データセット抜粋
......
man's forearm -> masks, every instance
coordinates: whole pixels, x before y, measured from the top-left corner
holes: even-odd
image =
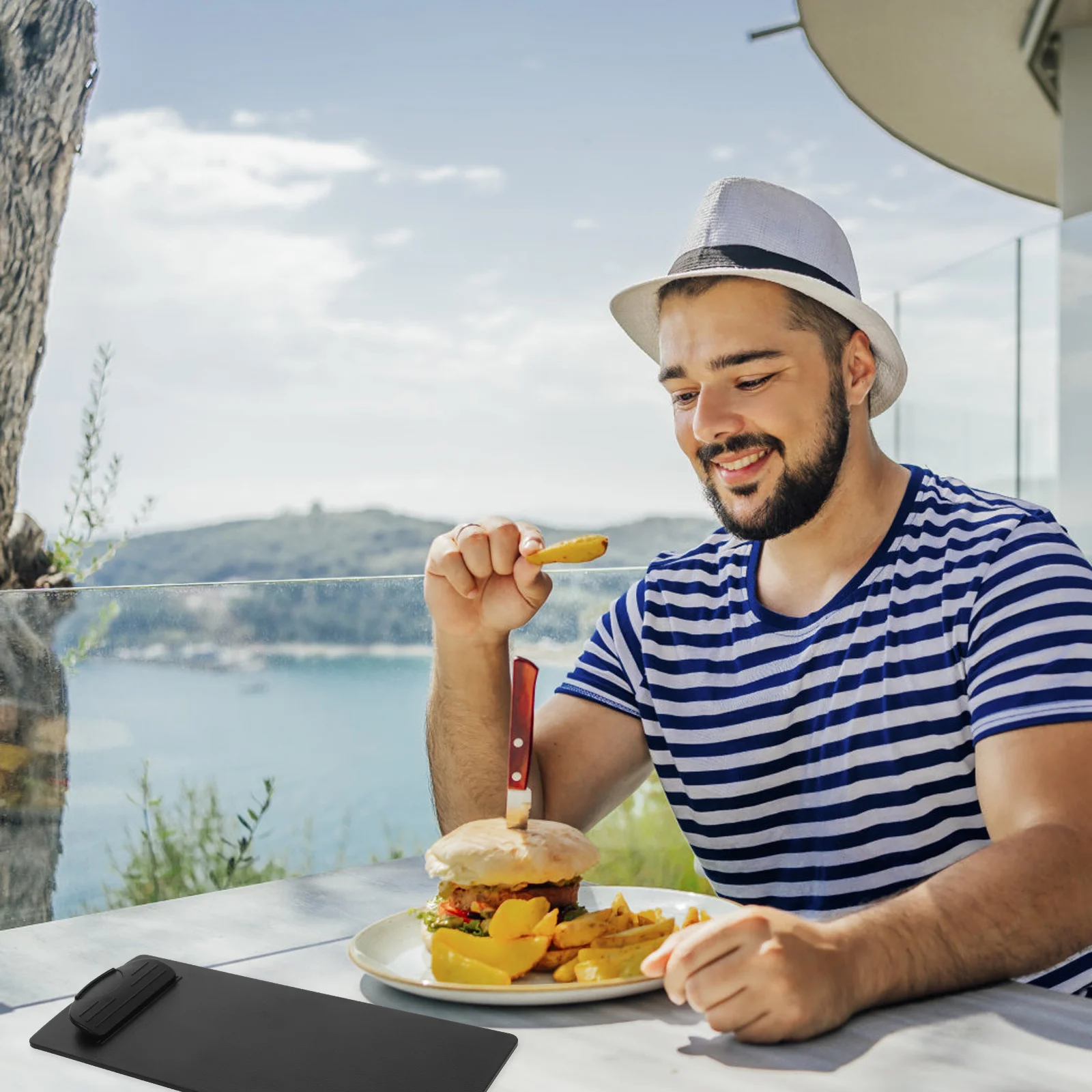
[[[1092,842],[1030,828],[829,930],[855,1009],[1042,971],[1092,943]]]
[[[444,833],[505,814],[509,670],[507,638],[479,644],[436,633],[425,735]]]

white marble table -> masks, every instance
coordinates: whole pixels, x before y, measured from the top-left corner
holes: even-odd
[[[478,1008],[363,975],[348,938],[431,891],[419,859],[400,860],[0,933],[0,1090],[151,1088],[27,1042],[82,985],[140,952],[512,1031],[520,1043],[495,1092],[1092,1090],[1092,1001],[1014,983],[865,1013],[811,1043],[747,1046],[662,993]]]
......
課題: 上の行をすべて、画像を除いて一字一句違えずに書き写してください。

模範解答:
man's forearm -> masks, every instance
coordinates: whole pixels, x before y, measured from the top-left corner
holes: even-odd
image =
[[[1092,842],[1030,828],[829,930],[855,1009],[1042,971],[1092,943]]]
[[[444,833],[505,814],[509,670],[507,638],[479,644],[436,633],[425,735]]]

white marble table -> masks, every instance
coordinates: whole pixels, x before y, measured from the top-left corner
holes: even-odd
[[[478,1008],[363,975],[348,938],[431,891],[419,859],[400,860],[0,933],[0,1090],[151,1088],[27,1042],[82,985],[140,952],[512,1031],[520,1043],[495,1092],[1092,1090],[1092,1001],[1014,983],[865,1013],[811,1043],[747,1046],[662,993]]]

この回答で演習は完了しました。